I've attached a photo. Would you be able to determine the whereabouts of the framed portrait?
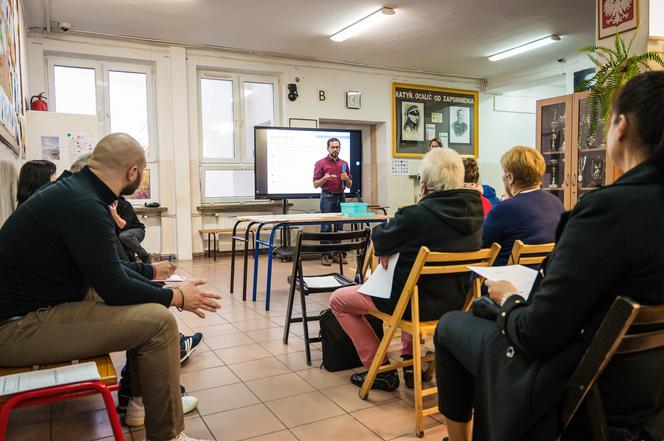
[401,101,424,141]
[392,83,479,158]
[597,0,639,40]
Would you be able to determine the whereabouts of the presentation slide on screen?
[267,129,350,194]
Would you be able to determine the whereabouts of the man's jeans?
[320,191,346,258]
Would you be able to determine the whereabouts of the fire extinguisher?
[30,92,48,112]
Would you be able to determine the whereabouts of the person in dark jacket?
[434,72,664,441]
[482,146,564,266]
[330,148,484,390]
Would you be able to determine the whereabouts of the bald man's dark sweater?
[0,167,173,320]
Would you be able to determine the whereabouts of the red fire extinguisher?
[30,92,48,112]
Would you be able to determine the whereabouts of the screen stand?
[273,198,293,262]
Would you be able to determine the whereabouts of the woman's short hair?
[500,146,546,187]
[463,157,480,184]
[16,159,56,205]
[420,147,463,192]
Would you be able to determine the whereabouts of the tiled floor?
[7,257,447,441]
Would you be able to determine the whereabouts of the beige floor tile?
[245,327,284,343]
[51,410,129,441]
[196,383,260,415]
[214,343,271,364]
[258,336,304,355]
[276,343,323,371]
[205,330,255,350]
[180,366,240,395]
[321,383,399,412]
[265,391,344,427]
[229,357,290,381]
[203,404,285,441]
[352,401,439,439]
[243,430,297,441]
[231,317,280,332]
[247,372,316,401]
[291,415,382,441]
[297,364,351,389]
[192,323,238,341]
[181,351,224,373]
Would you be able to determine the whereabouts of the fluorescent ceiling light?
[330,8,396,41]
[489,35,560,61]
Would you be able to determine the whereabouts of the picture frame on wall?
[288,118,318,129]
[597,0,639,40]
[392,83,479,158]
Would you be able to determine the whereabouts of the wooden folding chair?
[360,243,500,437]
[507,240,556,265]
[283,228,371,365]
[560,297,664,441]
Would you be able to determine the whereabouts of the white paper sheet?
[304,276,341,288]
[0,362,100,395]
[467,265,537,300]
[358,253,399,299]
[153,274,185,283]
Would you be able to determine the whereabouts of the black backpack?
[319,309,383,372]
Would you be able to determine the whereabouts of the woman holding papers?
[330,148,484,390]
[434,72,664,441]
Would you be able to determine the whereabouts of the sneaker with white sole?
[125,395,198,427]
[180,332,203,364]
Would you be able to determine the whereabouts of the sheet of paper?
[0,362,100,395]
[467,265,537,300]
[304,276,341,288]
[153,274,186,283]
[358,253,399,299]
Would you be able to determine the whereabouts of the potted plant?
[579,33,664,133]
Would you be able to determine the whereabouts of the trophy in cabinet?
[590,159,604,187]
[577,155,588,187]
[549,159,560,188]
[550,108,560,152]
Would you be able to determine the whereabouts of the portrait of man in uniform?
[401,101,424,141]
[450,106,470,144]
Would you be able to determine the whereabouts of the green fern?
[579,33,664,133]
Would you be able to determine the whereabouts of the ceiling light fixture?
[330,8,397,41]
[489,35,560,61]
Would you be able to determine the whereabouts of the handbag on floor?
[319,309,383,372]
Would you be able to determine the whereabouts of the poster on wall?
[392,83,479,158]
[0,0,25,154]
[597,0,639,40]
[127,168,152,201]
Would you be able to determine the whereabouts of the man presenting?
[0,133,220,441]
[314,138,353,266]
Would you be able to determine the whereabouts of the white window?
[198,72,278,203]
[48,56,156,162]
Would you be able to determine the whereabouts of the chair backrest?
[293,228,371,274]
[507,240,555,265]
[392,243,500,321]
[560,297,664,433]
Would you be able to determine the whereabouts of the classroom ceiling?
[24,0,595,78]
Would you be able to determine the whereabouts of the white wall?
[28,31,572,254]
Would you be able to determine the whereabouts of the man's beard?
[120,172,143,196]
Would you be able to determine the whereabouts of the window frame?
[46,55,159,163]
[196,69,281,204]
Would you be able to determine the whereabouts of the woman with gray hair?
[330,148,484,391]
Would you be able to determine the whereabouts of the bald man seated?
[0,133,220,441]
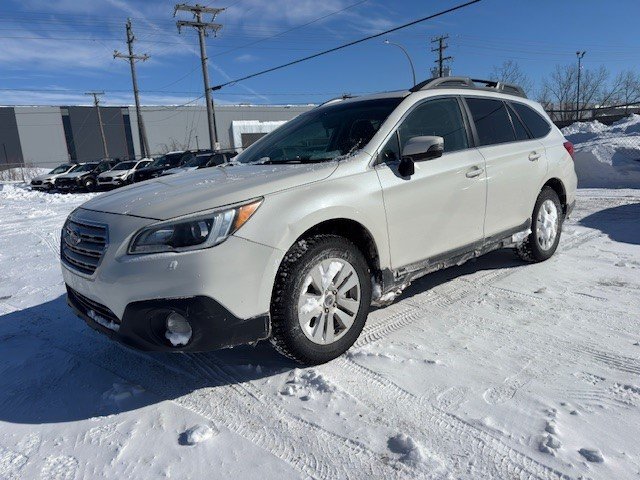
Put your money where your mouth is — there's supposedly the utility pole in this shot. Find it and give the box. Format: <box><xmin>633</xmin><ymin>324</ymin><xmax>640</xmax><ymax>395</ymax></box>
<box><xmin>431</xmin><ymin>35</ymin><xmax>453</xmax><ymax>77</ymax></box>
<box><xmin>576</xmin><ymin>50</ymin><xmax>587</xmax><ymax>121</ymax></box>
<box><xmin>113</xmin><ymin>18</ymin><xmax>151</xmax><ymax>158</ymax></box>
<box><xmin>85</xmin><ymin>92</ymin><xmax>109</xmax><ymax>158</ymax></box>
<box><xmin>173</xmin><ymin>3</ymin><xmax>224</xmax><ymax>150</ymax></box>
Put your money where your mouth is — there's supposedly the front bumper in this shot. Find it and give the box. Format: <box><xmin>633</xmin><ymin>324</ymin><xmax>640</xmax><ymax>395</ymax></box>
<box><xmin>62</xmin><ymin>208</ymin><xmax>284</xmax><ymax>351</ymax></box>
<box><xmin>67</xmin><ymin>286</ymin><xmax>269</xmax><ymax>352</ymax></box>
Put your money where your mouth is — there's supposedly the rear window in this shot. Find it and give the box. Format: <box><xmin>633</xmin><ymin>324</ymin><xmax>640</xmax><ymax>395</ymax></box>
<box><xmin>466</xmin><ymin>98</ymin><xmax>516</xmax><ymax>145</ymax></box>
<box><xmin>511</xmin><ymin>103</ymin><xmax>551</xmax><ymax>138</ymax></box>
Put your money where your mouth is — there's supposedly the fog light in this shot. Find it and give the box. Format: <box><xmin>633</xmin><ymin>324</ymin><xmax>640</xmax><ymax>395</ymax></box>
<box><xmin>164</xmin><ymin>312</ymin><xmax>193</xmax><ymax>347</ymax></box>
──────
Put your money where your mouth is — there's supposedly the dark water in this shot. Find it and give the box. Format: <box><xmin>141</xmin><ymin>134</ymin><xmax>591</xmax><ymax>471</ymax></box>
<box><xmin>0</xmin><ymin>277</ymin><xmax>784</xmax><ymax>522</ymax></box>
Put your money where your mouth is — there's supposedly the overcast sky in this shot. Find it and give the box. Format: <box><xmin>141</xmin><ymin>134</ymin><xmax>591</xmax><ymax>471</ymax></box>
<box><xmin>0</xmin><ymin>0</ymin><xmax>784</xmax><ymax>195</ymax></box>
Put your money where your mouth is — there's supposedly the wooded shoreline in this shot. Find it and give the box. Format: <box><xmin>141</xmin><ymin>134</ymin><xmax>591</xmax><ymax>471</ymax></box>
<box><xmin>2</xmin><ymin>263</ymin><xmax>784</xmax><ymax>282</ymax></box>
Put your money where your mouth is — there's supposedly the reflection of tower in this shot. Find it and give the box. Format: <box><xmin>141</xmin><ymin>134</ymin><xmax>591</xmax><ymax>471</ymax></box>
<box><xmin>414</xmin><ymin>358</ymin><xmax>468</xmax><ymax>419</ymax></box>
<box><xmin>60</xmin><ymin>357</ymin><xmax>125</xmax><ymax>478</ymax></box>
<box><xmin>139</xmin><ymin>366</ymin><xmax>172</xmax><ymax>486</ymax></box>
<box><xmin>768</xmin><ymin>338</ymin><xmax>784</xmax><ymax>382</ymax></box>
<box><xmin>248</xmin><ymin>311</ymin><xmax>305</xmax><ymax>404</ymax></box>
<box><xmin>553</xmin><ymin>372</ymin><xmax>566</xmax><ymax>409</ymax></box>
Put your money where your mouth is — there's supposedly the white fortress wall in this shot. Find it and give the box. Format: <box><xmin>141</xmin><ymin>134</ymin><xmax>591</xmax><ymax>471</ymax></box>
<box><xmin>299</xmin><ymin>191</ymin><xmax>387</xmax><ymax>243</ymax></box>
──────
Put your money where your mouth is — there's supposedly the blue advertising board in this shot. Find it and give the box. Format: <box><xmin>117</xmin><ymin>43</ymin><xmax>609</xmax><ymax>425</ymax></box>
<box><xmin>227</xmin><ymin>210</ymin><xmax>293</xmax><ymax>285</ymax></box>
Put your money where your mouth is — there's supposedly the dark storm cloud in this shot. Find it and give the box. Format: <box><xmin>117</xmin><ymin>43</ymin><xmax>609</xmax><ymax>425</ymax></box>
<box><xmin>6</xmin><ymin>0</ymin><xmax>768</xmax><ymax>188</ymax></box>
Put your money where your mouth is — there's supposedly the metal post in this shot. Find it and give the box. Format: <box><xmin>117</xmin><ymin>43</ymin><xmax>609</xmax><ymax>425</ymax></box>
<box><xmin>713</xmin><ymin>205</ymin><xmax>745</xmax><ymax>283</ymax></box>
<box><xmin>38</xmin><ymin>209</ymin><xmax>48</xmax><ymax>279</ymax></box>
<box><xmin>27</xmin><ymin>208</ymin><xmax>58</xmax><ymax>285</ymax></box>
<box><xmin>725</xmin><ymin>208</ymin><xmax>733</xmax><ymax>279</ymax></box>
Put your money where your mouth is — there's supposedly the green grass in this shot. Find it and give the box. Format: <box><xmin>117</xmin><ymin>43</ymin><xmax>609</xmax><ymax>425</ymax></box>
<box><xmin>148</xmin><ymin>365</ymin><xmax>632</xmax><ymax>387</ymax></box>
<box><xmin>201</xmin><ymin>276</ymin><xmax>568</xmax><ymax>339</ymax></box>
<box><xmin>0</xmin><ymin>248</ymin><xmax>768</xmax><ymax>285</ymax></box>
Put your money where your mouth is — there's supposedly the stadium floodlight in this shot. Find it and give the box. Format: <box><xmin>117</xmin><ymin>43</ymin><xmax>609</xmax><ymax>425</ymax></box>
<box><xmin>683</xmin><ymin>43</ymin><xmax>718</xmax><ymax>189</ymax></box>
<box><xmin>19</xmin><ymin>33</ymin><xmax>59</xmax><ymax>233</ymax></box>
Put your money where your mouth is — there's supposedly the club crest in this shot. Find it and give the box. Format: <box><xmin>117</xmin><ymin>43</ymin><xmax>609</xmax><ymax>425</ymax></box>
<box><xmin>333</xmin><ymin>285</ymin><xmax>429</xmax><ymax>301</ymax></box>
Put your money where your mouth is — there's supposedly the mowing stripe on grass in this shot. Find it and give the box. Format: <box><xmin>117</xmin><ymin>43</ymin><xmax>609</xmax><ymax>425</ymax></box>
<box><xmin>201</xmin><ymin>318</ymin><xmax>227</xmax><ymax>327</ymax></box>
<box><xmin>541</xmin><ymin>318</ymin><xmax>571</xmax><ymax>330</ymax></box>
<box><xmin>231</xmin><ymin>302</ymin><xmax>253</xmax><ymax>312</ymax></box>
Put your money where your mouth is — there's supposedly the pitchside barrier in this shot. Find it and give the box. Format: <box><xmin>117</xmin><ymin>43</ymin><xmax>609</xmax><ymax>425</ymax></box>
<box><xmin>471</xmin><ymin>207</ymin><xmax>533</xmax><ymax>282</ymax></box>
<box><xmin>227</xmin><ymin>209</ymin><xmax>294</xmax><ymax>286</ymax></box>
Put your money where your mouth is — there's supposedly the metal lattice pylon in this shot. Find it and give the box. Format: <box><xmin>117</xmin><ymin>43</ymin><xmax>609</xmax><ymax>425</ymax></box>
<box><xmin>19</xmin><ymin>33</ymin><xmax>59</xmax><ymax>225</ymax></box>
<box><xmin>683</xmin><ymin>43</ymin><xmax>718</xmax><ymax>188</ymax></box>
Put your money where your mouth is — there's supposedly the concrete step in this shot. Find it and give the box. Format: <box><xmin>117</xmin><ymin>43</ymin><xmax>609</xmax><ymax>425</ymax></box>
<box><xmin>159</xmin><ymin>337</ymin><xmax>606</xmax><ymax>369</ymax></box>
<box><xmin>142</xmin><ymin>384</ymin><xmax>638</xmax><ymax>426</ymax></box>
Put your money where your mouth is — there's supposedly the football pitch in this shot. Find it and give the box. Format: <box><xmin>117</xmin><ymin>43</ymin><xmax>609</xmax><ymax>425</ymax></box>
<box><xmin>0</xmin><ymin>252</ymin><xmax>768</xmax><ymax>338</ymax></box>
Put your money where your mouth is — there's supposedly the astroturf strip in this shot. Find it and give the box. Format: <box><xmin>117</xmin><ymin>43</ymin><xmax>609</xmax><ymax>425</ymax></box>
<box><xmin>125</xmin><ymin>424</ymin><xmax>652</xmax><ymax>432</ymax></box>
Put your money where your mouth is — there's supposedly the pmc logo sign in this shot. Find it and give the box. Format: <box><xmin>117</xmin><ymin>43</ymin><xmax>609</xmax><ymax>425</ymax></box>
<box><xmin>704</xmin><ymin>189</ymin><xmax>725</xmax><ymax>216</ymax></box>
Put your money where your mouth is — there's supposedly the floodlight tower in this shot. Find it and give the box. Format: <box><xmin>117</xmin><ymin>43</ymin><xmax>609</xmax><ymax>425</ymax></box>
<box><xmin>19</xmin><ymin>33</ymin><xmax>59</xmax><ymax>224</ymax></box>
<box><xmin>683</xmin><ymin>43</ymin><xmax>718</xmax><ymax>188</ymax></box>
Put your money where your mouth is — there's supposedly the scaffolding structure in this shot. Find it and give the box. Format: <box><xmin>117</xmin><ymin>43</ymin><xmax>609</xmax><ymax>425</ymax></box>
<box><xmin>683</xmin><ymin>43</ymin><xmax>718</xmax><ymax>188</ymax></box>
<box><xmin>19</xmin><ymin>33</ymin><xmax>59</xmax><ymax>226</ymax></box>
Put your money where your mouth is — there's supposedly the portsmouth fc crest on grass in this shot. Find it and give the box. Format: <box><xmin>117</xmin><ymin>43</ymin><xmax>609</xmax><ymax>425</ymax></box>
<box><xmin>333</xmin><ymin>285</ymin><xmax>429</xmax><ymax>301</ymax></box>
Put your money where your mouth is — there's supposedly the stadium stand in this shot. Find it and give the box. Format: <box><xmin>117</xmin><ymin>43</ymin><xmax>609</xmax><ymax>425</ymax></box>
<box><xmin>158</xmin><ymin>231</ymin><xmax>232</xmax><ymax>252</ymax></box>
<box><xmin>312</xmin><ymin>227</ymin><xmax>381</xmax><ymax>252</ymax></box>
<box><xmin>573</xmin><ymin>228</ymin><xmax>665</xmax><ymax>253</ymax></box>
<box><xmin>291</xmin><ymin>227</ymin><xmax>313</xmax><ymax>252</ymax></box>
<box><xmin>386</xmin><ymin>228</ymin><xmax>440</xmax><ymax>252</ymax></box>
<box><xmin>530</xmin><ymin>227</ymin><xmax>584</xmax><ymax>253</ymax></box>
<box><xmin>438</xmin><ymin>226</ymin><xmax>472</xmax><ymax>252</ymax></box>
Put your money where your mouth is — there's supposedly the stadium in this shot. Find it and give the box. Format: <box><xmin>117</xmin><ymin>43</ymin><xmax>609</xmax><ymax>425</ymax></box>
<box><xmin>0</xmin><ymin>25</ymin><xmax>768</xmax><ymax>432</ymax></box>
──────
**Exercise instructions:**
Please show every line above that contains the word "white", copying each one in full.

**Answer to this task:**
Would you be able to determine the whereabouts of the white paper sheet?
Would you be able to determine the whereabouts of the sneaker with white sole?
Would you be able to determine the whereabouts of the white window?
Would you be able to determine the whereabouts of the white wall?
Put your money where your mouth is — there's supposedly the white fortress wall in this shot. Find it and give the box. Format: <box><xmin>141</xmin><ymin>134</ymin><xmax>591</xmax><ymax>471</ymax></box>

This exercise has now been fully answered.